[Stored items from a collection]
==========
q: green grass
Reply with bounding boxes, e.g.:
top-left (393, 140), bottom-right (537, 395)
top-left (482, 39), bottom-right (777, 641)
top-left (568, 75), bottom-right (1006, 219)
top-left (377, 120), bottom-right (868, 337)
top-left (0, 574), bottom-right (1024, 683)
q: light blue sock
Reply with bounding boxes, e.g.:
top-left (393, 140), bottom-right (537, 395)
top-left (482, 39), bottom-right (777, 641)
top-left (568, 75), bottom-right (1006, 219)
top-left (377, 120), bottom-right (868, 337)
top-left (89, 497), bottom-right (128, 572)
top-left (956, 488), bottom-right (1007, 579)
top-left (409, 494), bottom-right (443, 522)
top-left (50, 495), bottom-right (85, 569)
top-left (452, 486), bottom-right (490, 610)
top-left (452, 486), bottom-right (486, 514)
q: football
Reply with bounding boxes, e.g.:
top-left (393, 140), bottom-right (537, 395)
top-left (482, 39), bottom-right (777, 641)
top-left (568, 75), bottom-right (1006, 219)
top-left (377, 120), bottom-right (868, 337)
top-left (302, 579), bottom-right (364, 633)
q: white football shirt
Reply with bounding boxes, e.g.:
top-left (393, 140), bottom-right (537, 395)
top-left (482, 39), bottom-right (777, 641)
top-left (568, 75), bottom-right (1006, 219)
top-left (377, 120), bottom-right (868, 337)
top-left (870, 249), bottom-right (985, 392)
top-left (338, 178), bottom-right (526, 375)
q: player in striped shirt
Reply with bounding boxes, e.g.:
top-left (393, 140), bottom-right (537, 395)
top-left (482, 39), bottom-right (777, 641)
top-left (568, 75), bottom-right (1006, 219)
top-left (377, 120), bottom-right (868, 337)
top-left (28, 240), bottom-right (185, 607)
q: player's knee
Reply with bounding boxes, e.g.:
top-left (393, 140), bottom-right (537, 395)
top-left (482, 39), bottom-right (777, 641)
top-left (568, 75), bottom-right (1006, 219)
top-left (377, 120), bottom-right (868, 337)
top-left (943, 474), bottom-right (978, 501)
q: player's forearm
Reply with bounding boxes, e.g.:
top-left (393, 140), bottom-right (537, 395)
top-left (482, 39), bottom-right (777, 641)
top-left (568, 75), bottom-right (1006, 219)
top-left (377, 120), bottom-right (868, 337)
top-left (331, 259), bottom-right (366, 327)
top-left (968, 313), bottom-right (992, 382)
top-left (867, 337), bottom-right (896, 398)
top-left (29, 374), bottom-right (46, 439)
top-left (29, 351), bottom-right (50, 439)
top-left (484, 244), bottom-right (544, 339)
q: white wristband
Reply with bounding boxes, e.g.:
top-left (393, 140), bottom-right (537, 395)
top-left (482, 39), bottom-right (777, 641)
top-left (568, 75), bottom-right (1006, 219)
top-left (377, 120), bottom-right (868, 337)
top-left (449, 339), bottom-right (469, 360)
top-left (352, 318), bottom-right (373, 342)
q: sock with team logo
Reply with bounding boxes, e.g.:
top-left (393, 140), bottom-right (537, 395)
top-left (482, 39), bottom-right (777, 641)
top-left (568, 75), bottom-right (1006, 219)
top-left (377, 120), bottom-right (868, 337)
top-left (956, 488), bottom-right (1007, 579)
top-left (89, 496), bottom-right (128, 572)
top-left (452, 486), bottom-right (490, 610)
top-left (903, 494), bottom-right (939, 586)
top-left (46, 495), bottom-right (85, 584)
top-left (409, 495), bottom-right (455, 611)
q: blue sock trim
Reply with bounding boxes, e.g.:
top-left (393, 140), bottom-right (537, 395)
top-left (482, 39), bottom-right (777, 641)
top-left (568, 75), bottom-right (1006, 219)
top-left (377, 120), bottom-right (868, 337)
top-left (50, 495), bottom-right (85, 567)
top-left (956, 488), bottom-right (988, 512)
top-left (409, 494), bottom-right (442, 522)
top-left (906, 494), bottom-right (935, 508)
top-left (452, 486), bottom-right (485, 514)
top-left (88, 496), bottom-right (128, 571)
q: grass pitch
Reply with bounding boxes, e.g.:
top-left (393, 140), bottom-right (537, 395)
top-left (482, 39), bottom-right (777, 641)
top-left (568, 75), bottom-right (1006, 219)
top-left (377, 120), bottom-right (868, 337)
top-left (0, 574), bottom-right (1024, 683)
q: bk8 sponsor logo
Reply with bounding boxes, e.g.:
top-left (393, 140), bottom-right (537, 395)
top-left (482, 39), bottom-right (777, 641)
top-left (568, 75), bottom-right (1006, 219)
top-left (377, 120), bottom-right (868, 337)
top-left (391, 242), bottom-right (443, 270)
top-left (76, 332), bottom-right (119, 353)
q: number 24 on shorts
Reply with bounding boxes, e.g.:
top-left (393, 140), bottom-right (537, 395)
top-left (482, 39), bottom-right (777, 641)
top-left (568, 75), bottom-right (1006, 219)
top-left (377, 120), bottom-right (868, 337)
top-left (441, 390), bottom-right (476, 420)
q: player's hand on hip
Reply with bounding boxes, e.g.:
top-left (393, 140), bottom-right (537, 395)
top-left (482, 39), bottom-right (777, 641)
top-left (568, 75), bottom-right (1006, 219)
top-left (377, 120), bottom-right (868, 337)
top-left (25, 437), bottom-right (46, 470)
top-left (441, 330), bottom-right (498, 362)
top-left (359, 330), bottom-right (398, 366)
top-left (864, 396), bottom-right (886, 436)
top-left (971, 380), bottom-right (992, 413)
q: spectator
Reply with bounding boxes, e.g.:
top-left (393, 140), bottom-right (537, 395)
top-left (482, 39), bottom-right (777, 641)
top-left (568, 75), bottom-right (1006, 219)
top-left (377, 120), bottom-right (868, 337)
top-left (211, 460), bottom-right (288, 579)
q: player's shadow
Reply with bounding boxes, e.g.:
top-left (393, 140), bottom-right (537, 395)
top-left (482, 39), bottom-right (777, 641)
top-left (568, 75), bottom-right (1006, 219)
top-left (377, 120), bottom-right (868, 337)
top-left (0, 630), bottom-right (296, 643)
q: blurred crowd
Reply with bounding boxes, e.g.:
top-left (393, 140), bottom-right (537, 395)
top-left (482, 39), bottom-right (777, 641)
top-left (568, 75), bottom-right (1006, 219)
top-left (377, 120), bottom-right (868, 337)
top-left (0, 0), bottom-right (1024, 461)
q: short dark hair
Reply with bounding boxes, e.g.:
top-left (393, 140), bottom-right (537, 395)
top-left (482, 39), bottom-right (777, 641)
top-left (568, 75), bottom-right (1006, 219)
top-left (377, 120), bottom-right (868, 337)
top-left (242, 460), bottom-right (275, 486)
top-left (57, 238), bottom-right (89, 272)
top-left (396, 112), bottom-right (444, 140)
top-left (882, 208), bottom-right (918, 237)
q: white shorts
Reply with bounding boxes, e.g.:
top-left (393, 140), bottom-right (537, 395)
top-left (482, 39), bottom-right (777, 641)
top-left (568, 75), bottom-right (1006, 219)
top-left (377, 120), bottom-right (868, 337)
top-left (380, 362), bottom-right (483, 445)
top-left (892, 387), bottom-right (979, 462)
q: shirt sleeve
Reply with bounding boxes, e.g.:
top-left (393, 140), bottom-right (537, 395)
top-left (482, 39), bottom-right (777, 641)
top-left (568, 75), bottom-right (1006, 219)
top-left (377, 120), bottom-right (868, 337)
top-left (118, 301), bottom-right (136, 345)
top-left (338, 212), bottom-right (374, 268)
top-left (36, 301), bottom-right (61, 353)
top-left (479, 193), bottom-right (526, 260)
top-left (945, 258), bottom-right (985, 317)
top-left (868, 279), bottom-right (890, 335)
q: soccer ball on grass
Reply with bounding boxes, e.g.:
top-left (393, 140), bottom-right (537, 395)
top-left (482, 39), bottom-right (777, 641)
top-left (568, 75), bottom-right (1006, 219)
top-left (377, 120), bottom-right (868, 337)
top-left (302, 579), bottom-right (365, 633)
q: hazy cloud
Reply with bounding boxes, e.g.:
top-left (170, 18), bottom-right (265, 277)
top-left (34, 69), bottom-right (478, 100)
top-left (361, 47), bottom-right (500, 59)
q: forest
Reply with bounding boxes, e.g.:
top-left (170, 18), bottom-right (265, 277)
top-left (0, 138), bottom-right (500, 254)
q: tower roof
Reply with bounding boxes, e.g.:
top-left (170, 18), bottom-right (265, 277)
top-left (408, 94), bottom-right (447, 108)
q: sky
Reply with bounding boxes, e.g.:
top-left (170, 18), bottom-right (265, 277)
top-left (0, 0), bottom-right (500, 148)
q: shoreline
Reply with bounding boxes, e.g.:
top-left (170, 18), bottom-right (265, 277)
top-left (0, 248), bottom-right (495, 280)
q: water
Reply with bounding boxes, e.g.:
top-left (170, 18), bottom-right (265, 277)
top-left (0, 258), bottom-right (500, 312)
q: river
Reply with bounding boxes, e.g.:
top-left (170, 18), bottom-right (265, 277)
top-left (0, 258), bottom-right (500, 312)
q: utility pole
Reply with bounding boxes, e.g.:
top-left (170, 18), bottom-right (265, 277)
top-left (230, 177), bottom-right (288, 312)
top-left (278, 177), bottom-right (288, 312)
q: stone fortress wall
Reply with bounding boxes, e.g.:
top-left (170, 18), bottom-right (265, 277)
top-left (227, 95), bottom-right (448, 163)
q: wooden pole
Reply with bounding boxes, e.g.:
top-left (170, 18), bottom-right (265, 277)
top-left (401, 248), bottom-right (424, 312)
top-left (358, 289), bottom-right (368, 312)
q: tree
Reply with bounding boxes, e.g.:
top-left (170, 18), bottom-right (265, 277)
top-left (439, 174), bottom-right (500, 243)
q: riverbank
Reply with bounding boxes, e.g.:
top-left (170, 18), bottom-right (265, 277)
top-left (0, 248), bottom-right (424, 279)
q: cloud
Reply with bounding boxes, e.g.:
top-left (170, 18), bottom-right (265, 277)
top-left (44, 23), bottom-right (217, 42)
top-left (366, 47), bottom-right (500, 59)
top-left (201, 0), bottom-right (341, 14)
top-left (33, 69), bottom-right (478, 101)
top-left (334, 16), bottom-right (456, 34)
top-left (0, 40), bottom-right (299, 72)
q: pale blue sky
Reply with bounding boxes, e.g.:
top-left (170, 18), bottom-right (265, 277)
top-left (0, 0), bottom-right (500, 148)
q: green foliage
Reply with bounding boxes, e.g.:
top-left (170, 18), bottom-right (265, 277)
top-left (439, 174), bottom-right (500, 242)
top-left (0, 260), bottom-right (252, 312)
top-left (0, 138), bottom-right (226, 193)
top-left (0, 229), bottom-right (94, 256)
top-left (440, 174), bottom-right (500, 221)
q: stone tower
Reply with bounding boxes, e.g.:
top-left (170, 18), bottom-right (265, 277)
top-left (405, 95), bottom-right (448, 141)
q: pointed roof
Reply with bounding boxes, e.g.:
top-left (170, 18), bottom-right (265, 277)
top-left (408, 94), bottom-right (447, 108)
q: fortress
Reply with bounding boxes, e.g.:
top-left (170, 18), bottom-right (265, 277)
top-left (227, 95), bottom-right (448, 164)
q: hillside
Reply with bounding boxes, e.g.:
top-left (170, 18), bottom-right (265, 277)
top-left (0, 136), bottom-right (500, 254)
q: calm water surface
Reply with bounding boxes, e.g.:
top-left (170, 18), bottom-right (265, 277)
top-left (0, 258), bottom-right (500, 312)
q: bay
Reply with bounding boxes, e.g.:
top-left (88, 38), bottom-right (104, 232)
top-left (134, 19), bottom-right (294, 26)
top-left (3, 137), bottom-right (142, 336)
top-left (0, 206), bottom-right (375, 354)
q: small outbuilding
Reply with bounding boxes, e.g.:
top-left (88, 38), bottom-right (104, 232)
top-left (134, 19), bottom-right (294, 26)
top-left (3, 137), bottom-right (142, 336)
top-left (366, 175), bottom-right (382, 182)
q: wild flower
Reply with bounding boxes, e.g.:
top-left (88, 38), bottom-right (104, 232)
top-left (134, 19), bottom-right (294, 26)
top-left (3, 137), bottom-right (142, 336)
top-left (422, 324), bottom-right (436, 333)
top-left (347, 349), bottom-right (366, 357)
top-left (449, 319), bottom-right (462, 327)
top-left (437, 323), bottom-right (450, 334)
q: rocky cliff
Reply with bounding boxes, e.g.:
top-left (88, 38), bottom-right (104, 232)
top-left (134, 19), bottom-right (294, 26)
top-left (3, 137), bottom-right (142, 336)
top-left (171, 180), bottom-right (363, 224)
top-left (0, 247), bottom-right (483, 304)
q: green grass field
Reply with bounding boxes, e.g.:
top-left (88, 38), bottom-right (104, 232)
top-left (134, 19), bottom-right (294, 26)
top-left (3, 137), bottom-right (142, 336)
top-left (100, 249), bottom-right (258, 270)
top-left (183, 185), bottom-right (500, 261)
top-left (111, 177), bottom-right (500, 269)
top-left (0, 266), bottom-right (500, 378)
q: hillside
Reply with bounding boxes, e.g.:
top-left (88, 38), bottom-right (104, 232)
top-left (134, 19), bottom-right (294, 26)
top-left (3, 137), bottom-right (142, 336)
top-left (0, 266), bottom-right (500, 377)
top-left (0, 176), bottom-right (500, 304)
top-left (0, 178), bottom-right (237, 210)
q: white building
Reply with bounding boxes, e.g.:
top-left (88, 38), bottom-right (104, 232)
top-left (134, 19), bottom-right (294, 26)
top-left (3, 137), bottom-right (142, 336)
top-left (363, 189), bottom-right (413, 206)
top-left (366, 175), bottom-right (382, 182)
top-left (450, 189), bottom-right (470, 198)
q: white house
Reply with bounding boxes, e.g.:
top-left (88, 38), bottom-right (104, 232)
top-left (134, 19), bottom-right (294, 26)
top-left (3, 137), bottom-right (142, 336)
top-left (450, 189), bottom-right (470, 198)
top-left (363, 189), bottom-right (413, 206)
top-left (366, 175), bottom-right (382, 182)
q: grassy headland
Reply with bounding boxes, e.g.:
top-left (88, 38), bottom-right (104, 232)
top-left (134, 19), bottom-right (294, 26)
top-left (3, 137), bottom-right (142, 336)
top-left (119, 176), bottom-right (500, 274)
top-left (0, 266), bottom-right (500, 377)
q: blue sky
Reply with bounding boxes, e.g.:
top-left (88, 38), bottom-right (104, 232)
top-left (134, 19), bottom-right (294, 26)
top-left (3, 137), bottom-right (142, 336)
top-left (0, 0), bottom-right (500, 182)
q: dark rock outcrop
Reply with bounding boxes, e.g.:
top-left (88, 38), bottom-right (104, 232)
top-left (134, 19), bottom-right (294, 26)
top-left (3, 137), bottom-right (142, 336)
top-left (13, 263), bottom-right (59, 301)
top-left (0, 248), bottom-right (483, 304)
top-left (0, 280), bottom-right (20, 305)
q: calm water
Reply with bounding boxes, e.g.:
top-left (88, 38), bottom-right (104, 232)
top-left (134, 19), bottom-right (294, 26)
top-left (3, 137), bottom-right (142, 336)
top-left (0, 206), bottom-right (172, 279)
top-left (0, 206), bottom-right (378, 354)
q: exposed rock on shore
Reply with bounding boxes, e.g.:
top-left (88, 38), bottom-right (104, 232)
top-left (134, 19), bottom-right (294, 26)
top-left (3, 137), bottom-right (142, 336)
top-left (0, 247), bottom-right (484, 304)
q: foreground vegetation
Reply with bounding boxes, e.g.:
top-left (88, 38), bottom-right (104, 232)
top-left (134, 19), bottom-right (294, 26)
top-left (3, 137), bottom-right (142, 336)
==========
• _GIVEN EXERCISE_
Collect every line of the records that contains the string "dark", matching case exactly.

• _SOLUTION_
q: short dark hair
q: dark rock outcrop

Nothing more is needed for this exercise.